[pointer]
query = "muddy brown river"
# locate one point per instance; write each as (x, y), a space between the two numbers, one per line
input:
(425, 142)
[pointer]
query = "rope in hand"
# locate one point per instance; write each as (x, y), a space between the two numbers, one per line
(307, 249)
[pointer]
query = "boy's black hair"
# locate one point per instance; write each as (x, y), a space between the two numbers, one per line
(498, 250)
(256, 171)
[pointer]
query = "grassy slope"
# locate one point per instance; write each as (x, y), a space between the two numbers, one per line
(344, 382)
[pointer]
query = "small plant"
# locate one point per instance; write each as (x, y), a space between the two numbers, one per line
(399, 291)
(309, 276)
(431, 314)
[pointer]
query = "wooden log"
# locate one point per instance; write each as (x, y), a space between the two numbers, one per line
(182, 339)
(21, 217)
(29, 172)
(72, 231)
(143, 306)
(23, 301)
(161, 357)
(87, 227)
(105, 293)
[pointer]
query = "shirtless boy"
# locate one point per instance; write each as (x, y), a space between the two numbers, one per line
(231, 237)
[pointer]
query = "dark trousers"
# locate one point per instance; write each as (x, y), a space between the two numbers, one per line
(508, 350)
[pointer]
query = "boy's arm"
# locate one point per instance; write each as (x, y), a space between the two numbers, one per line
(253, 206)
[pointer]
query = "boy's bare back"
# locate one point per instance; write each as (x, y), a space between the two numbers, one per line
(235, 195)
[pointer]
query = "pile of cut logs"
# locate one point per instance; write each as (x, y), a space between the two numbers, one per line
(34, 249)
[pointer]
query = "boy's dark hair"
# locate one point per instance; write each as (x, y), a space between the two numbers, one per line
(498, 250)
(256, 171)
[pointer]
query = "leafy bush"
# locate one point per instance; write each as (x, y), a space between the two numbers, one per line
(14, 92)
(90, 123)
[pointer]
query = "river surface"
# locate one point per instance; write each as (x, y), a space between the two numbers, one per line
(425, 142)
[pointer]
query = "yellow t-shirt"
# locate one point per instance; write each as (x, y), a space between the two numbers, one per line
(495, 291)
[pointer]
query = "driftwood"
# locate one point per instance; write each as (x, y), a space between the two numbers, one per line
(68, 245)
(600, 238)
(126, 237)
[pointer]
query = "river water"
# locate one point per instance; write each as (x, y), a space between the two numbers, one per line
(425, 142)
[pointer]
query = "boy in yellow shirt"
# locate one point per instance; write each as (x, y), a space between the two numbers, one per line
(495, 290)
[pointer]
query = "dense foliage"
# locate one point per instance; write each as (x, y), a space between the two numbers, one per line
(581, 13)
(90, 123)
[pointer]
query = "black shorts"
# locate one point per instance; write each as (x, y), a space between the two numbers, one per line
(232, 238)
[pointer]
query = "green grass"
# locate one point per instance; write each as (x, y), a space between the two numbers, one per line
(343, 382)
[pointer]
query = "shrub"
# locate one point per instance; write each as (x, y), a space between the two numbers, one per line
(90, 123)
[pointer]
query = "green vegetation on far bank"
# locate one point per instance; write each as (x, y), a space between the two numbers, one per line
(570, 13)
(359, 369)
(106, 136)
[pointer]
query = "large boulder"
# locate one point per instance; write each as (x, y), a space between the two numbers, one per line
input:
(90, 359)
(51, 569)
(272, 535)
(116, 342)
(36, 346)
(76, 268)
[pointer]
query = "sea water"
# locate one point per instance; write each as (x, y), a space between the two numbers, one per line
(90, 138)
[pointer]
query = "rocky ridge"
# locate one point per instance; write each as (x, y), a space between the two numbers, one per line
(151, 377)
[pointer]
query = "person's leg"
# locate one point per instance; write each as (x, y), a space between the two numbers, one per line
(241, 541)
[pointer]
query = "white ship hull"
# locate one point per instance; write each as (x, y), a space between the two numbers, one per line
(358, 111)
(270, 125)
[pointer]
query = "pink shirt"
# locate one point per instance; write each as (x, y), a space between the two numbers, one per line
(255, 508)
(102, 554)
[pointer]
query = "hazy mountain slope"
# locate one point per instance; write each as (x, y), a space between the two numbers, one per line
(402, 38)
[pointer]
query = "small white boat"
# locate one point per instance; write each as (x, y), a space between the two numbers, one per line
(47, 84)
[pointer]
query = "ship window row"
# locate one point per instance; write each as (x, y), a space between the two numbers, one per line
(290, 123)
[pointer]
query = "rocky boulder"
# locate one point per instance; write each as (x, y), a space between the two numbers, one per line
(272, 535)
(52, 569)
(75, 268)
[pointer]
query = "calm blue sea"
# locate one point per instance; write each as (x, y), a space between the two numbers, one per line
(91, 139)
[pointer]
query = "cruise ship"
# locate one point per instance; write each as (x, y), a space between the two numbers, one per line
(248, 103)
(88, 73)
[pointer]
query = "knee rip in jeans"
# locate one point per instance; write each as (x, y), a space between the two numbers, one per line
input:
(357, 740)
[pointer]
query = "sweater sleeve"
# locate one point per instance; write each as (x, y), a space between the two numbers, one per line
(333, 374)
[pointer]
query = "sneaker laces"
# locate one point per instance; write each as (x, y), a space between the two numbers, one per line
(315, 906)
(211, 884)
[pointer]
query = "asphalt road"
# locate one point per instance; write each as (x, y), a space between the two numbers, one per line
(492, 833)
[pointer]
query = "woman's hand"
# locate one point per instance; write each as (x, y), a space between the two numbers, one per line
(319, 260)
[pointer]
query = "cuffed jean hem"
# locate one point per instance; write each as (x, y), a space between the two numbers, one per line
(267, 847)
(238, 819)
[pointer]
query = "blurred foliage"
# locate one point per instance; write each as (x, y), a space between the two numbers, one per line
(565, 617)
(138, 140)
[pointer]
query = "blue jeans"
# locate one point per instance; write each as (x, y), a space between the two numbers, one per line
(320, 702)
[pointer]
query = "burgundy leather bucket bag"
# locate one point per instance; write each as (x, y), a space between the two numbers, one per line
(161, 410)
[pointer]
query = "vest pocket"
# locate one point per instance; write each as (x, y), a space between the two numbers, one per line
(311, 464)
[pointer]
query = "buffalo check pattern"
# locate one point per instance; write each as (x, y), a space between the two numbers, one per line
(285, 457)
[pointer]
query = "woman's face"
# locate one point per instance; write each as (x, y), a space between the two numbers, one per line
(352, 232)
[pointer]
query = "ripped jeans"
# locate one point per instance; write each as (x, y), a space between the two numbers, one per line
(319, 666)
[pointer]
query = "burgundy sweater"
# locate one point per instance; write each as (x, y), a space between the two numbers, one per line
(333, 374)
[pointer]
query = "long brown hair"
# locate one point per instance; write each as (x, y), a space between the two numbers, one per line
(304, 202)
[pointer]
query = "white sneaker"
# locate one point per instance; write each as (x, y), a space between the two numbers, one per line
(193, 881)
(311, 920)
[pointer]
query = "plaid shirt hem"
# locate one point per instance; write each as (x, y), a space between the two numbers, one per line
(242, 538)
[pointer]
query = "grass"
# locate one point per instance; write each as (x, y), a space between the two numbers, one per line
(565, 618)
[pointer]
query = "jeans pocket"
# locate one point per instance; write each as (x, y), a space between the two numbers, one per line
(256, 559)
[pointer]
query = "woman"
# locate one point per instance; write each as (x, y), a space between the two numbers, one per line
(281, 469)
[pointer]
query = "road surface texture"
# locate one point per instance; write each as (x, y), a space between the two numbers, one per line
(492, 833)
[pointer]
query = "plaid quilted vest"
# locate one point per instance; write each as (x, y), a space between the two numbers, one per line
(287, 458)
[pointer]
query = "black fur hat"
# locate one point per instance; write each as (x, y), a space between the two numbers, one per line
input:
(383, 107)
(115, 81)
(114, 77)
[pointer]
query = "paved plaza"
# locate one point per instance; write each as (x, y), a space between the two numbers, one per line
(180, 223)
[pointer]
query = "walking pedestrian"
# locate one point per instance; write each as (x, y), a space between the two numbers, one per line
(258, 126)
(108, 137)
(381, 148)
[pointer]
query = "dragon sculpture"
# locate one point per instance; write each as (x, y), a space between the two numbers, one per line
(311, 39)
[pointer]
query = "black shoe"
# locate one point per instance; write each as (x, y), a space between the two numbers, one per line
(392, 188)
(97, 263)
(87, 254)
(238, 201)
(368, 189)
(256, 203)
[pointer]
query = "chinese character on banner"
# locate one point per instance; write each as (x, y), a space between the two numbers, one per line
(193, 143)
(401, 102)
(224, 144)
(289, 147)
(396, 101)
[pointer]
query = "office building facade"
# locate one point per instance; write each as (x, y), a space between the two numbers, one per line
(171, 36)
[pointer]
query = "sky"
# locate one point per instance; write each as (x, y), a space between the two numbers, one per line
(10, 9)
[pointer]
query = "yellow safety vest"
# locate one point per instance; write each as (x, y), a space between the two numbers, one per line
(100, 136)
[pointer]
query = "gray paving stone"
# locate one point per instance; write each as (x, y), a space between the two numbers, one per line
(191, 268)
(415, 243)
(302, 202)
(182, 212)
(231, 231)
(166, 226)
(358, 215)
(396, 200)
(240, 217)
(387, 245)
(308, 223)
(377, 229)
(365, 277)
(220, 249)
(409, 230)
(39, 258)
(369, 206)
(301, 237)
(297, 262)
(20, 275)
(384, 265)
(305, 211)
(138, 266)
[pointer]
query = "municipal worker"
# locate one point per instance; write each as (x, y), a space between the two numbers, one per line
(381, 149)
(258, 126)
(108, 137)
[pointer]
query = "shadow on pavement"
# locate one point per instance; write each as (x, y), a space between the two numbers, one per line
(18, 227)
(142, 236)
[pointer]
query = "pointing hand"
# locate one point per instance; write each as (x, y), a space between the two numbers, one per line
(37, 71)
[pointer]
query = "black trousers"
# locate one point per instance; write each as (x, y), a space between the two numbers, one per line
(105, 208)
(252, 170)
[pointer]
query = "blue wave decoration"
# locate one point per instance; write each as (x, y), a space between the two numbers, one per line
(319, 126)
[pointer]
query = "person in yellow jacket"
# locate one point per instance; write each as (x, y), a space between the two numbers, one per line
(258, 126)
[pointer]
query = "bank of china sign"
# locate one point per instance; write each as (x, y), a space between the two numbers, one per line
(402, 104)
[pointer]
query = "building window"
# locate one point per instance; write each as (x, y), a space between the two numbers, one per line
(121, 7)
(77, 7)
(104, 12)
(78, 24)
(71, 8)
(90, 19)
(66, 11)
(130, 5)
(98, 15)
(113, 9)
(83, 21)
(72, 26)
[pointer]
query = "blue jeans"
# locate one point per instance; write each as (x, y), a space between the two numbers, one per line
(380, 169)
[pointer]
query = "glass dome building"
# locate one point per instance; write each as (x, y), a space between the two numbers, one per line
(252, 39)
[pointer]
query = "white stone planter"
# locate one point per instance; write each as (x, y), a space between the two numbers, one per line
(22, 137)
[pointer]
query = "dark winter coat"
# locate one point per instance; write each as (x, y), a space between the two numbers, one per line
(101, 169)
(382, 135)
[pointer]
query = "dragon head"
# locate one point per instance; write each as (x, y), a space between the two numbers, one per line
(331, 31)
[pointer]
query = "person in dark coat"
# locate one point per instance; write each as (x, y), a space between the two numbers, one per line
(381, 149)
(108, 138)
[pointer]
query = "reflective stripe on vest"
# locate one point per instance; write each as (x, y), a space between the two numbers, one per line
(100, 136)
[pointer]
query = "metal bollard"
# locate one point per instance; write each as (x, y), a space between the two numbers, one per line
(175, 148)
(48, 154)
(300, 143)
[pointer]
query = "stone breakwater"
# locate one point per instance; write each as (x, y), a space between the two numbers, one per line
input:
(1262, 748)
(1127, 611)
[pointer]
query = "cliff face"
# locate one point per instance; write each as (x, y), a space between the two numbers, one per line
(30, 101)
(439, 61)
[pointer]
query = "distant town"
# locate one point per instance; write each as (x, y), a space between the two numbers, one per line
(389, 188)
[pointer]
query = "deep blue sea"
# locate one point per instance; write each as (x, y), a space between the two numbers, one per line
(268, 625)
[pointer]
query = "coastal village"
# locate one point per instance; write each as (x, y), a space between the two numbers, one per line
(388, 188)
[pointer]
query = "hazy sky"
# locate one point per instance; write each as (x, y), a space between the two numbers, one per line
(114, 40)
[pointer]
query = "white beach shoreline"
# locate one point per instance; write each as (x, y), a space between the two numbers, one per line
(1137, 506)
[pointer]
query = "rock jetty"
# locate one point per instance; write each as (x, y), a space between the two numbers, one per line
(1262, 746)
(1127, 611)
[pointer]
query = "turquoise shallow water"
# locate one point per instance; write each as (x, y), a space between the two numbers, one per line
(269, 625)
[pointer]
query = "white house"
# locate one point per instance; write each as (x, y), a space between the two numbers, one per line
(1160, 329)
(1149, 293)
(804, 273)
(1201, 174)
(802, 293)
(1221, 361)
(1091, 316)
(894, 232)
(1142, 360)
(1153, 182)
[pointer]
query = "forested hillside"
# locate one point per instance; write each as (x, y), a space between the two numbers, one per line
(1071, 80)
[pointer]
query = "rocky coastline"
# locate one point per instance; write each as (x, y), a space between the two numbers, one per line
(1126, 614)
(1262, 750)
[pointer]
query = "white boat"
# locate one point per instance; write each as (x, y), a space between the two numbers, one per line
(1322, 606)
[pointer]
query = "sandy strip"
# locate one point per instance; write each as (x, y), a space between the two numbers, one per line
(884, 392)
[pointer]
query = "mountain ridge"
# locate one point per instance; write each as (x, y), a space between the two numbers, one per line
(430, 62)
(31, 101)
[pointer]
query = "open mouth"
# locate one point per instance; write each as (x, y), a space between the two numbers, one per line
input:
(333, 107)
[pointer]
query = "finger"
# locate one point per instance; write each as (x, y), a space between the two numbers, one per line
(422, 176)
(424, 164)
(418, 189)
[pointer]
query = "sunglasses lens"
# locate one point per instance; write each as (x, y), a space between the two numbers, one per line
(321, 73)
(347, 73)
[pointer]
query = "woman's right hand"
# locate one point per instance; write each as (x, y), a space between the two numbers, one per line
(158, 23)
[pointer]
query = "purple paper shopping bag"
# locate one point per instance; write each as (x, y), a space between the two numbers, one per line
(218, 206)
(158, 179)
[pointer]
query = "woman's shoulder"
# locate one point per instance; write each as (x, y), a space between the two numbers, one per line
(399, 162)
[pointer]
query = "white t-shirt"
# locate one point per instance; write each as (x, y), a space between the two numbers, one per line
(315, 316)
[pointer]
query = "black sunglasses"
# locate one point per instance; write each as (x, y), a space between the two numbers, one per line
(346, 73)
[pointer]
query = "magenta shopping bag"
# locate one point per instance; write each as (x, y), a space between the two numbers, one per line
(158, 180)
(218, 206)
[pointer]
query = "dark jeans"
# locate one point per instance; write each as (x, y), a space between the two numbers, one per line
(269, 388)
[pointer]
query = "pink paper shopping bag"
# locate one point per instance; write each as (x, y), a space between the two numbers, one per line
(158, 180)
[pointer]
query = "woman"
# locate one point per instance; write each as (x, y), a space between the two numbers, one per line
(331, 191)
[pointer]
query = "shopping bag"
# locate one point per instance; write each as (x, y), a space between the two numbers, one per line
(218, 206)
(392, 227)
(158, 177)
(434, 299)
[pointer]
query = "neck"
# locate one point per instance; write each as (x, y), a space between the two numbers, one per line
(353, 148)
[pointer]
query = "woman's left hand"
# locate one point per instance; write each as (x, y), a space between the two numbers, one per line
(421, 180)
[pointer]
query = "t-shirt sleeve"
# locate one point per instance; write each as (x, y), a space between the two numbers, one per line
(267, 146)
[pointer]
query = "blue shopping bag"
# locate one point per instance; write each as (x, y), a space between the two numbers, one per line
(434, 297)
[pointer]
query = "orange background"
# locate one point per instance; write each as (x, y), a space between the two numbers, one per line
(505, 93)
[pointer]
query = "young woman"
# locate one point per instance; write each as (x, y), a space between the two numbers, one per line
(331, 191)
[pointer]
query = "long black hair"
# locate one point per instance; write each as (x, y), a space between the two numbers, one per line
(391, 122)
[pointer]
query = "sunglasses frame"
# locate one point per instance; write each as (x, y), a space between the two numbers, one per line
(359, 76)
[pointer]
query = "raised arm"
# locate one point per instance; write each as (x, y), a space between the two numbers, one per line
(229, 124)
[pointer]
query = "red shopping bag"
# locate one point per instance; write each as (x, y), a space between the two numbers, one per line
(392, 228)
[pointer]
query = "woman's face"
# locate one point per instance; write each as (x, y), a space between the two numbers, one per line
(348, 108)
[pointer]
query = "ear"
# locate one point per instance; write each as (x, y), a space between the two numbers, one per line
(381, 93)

================

**DIRECTIONS**
Collect every line in the rows above that contains the word "sleeve", and copy each one out unchanged.

**ANSWER TO THE TASK**
query = "sweater sleeve"
query = "t-shirt sleeve"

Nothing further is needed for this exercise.